Задания
a: Ответьте по фрагменту документа на три вопроса:
(i) Кто написал введение к книге об искусстве?
(ii) С каким мастером живописи сравнивается поэт?
(iii) Кого Бланш называет последним художником традиции после Курбе?
b: Перечислите писателей, о которых, согласно фрагменту документа, думает Конрад.
c: Перепишите из фрагмента документа без изменений отрезок текста от «Я не понимаю, как» до «Он говорил хорошо.» включительно.

Фрагмент документа
Никто не смог бы дважды уловить (я думаю о работе переводчика) внушающее очарование всех этих невидимых пейзажей души, пространства, времени, а над ними — аромат божественного, невыразимого сожаления. «Ноктюрны» — это окна, окна его души, открытые в покинутые и причудливые миры, которые манят слишком сильно, с какой-то печальной, недостаточно запретной фатальностью. Чем больше поэт, тем богаче его способность вызывать образы.
Он любил слабый голубой свет поздних сумерек; и белый светящийся август с его беспокойными облаками. Он всегда хранил долгий взгляд, обращенный назад, к волшебным долинам детства.
Я читала поэтов мира на многих языках, но никто не тронул меня быстрее до того острого чувства, которое взрывает настоящее и устремляется в глубины. Подобно Гойе в живописи, он был одним из первых, кто сделал важный шаг от старого к новому. В стихотворных формах он был одним из первопроходцев. Коль сказал, что воздвиг Сильве алтарь в своем сердце.
Я не понимаю, как человек мог написать такую очаровательную книгу, как Жак Бланш в «От Давида до Дега», а затем последовать за ней такими бессмысленными, бесполезными вещами, как «Тетради художника». Сожалею, что потратила деньги на экземпляр последнего сборника. У меня нет денег, чтобы их тратить.
Он писал свои критические статьи об искусстве из любви. Он знал, о чем говорит. Он говорил хорошо.
Последнее он писал ради денег, подкрепленный сомнительным чувством долга сказать что-то о войне. Он сказал это. Его друзья сожалеют об этом.
Введение к книге об искусстве написано Марселем Прустом. Оно восхитительно; свежее, спонтанное, радостное. Я прочитала его трижды.
«От Давида до Дега» — это книга восприятий, справедливых оценок, знаний. Я была удивлена, однако, что в своей статье о Уистлере он опускает влияние несравненных китайских и японских рисовальщиков. Он может видеть только одно влияние, конечно, Францию. Он не ценит гений Уистлера; он дает нам понять, что тот был не так уж велик в Париже. Он относится к Уистлеру так же, как Конрад, когда думает о Бальзаке, Гюго, Флобере, Мопассане. Конрад никогда не был по-настоящему велик. Он лишь заигрывал с величием. Ни одна страница Конрада не утолила мою жажду красоты! Возможно, английский язык не был подходящим одеянием, чтобы облечь его душу!
Бланш пишет занимательно о двух англичанах: Бердслее и Кондере. Нельзя быть слишком любезным к Кондеру! Он был непризнанной отправной точкой для модернизма. Существует какой-то необъяснимый закон, почему человек такого гения, как Кондер, не может удержать то, что принадлежит ему при жизни. Это зависть низов? Зависть маленьких людей? Маленькие люди всегда в подавляющем большинстве при голосовании.
Портреты маслом Жака Бланша не более привлекательны, чем некоторые, которые он рисует пером. Например, послушайте это о Мане: «...ce joli homme blond, gracieux, elegant, à la cravate Lavalière bleue, à pois blancs». Разве это не заставляет вас почувствовать, будто друг сказал «алло» по телефону или пятнистая форель клюнула на вашу наживку в яркое светлое майское утро? Он заставляет восхитительного Фантена ожить снова. Он заявляет, что после Курбе Мане был последним художником традиции.

Извлечённые записи

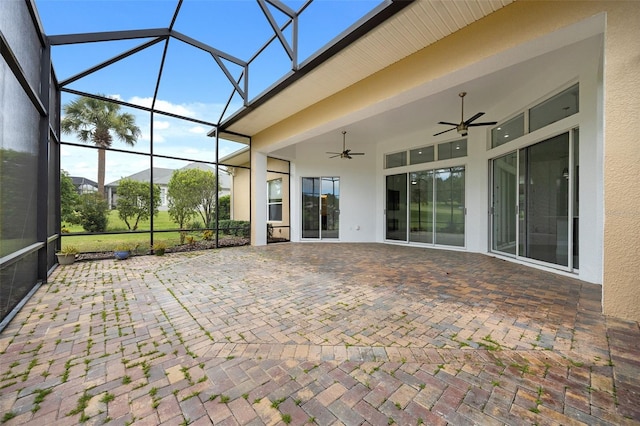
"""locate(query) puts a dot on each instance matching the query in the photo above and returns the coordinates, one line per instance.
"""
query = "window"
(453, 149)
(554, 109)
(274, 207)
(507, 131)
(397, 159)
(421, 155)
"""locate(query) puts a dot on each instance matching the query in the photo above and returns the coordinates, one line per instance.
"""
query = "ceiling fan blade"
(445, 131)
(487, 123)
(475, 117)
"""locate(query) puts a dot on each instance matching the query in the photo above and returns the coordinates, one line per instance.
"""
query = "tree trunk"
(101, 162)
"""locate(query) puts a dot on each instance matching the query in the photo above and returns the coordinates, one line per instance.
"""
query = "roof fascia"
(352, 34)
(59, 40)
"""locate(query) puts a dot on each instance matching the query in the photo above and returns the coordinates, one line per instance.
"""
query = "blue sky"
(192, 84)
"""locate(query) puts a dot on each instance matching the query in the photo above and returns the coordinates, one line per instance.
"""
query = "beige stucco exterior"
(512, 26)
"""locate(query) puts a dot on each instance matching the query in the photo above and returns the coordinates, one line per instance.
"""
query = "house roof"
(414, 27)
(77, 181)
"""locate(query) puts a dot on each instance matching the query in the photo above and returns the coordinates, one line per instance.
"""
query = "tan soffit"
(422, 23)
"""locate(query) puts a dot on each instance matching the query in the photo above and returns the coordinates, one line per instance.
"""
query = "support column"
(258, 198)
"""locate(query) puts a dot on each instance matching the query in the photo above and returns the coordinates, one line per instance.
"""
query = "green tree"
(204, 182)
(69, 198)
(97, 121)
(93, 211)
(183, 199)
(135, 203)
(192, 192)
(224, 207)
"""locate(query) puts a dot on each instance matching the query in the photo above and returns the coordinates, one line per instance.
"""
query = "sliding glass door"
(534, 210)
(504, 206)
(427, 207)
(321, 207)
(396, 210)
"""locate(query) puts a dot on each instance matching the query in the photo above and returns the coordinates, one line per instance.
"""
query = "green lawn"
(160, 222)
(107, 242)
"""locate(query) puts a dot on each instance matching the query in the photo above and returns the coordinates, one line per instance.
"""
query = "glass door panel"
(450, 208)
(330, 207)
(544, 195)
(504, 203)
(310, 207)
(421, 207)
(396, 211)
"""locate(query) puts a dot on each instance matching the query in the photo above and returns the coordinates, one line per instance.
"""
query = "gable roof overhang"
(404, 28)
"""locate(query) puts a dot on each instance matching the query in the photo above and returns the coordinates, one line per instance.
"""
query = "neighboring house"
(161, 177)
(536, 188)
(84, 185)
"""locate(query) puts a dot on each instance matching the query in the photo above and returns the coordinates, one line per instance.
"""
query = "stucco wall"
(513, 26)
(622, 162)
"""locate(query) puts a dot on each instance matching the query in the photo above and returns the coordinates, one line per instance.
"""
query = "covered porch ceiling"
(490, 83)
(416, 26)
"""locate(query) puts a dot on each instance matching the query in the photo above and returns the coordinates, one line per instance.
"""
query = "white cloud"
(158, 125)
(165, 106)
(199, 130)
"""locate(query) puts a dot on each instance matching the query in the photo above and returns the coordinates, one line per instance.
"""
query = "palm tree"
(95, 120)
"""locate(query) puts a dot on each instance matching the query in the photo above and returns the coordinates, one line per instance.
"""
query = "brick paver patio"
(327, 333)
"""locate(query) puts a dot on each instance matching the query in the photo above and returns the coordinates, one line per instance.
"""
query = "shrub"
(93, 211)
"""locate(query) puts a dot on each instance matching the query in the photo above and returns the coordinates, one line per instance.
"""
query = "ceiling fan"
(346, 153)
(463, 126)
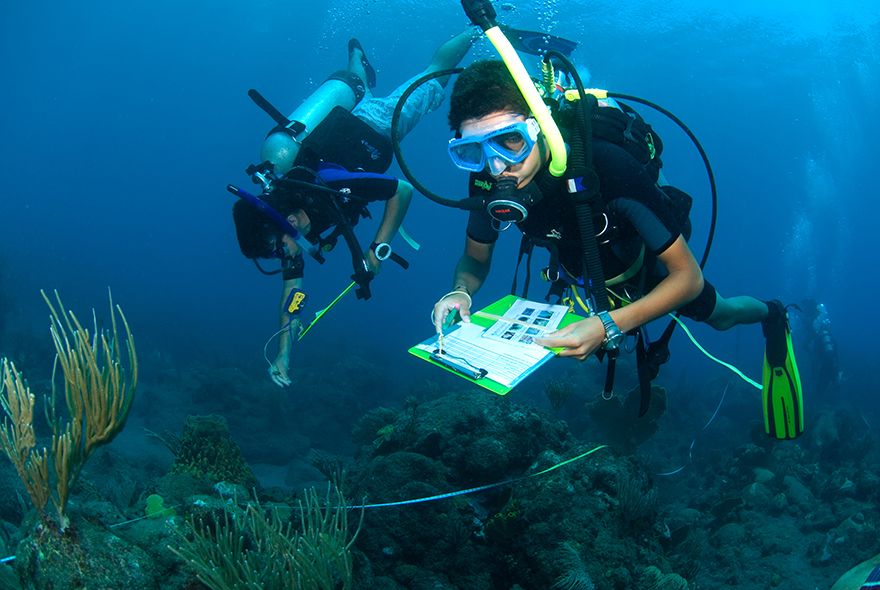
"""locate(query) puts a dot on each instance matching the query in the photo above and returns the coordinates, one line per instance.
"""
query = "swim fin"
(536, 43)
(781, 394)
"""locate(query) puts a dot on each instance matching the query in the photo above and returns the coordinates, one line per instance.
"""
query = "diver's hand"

Разбор решений
a:
(i) Марсель Пруст.
(ii) С Гойей.
(iii) Мане.

b: Бальзак, Гюго, Флобер, Мопассан.

c:
Я не понимаю, как человек мог написать такую очаровательную книгу, как Жак Бланш в «От Давида до Дега», а затем последовать за ней такими бессмысленными, бесполезными вещами, как «Тетради художника». Сожалею, что потратила деньги на экземпляр последнего сборника. У меня нет денег, чтобы их тратить.
Он писал свои критические статьи об искусстве из любви. Он знал, о чем говорит. Он говорил хорошо.